Exercise prompt. Please quote the listing below in full, reproducing every line character for character.

Dataset rows start

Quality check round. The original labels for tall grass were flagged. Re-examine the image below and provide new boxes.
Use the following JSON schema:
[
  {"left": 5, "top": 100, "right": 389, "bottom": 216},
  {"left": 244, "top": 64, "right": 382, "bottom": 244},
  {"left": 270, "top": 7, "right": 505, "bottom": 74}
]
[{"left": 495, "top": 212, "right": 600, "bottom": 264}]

Dataset rows end

Solution.
Quality check round. The original labels for tall grass were flagged. Re-examine the image below and provide new boxes.
Use the following JSON schema:
[
  {"left": 5, "top": 100, "right": 389, "bottom": 216},
  {"left": 244, "top": 64, "right": 382, "bottom": 244},
  {"left": 270, "top": 7, "right": 505, "bottom": 74}
]
[{"left": 495, "top": 212, "right": 600, "bottom": 264}]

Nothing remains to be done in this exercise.